> Exercise goal
Write out every line of the data below word for word, leaving the pictures out.

Entries drawn from a collection
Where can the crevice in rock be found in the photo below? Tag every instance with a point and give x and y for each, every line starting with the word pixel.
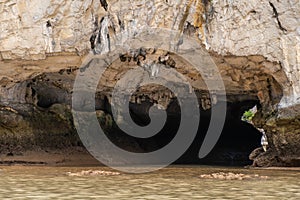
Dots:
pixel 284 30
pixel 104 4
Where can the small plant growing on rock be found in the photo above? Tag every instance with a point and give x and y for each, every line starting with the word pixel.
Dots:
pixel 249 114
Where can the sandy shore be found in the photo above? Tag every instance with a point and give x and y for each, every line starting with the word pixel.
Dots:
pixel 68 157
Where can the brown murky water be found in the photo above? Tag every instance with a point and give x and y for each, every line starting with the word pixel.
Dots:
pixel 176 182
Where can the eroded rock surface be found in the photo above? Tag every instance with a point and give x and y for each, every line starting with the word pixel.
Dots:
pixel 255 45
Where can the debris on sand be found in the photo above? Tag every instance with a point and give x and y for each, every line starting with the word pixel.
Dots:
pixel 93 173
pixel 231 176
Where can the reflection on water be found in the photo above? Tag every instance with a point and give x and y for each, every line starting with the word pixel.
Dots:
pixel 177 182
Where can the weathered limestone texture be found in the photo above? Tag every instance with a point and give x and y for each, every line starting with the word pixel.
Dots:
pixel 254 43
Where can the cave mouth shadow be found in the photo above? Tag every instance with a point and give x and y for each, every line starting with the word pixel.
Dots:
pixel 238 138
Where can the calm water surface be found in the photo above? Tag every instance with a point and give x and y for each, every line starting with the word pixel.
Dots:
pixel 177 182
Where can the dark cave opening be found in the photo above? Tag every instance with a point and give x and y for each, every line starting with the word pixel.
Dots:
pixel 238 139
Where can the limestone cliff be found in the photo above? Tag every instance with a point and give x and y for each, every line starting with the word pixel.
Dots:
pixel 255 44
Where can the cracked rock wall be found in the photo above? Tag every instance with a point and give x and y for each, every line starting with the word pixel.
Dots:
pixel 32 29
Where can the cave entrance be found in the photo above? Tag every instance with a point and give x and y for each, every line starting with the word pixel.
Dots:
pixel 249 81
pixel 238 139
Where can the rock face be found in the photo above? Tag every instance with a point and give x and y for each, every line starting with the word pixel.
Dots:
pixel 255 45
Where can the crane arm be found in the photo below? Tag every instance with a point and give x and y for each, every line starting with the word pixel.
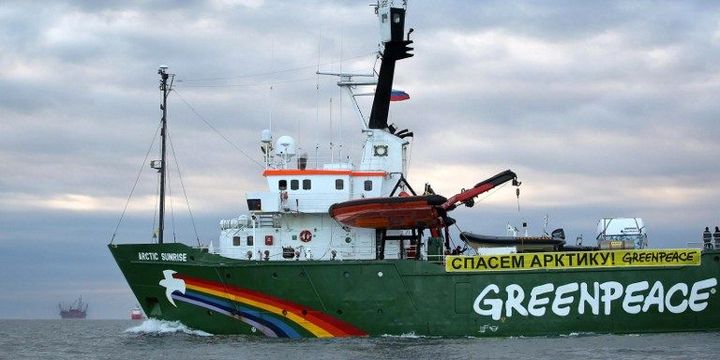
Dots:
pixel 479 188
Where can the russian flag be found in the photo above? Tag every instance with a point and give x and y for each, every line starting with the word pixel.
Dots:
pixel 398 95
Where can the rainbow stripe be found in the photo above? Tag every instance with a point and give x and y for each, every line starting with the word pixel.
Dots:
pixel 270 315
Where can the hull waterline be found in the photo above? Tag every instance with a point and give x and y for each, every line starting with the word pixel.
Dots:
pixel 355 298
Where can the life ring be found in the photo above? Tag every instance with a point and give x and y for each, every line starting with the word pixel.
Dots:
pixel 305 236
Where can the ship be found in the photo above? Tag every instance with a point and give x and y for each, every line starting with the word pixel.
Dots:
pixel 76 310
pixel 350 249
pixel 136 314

> Exercise result
Where can the crevice in rock be found in the photo below? Tag every instance with a point and give x and y for each, every line starting with the word pixel.
Dots:
pixel 284 30
pixel 104 4
Where can the small plant growing on rock be found in the photo above? Tag every instance with a point and give x and y for each, every line starting with the word pixel.
Dots:
pixel 249 114
Where can the sandy shore be found in the photo above? Tag every instance with a point and give x and y for each, every line starting with the word pixel.
Dots:
pixel 68 157
Where can the brown murky water be found in the photo above? Tag every instance with a point and give x and y for each, every line starting with the word pixel.
Dots:
pixel 176 182
Where can the eroded rock surface be found in the photo above? Tag every instance with a point and give x and y for each, every line starting with the word pixel.
Dots:
pixel 255 45
Where can the debris on sand be found in the photo above? Tag every instance with a point and give x and y for each, every line starting with the word pixel.
Dots:
pixel 93 173
pixel 231 176
Where can the reflection on water be found in the photo above? Tag every instance with a point and give x and y for each, every line starting with the word pixel.
Dots:
pixel 177 182
Where can the weathered limestone texture be found in the photo above? Tag every instance with a point and give x and y for each, every line starting with the word pixel.
Dots:
pixel 254 43
Where can the cave mouth shadow be found in the photo above? Tag every instance with a point and give x and y for each, every line starting with the word pixel.
Dots:
pixel 238 138
Where can the calm water surface be found in the photo above? Tag every instance with a point and give x and y for each, every line starting with the word pixel.
Dots:
pixel 177 182
Where can the dark cave opening be found in the photo above? Tag every instance with a point and give x and y for each, every line starting with the word pixel.
Dots:
pixel 238 139
Where can the limestone cliff be found in the photo above? Tag every instance with a point and give x and y for each, every line starting with the word pixel.
Dots:
pixel 255 44
Where can the cracked rock wall be found in the photo above? Tag every instance with a point and give x and y for each, every line starting with the word pixel.
Dots:
pixel 32 29
Where can the cave entrance be found in the photo above? Tag every instance with a point and give x and y for each, every line starting with the word pixel.
Dots:
pixel 249 81
pixel 238 139
Where can the rock face be found in the photo above? Tag every instance with a point and give x and y for each, every line starting with the word pixel.
Dots:
pixel 255 45
Where can the crane arm be found in the photo below? Tag every instance with a point and give x and y for each, every line starting with the word pixel.
Dots:
pixel 479 188
Where can the russian flag be found in the photo above? Tag every instance with a point and give x and y for each, every line starting with the word pixel.
Dots:
pixel 398 95
Where can the rainbow stripe be found in the photo above? Tag every instance with a point and give x and y for each, every line starting with the word pixel.
Dots:
pixel 270 315
Where can the hull waterline be found in the photo above? Tag every instance with a point and give x and y for each, every line starting with the word pixel.
Dots:
pixel 355 298
Where can the life ring be found in the photo above? Tag every instance with a point and give x and y for each, every line starting with the word pixel.
Dots:
pixel 305 236
Where can the ship be found in the photo above? Tag every instance with a point and give x and y for each, every line starting with the word pixel.
Dots:
pixel 76 310
pixel 350 249
pixel 136 314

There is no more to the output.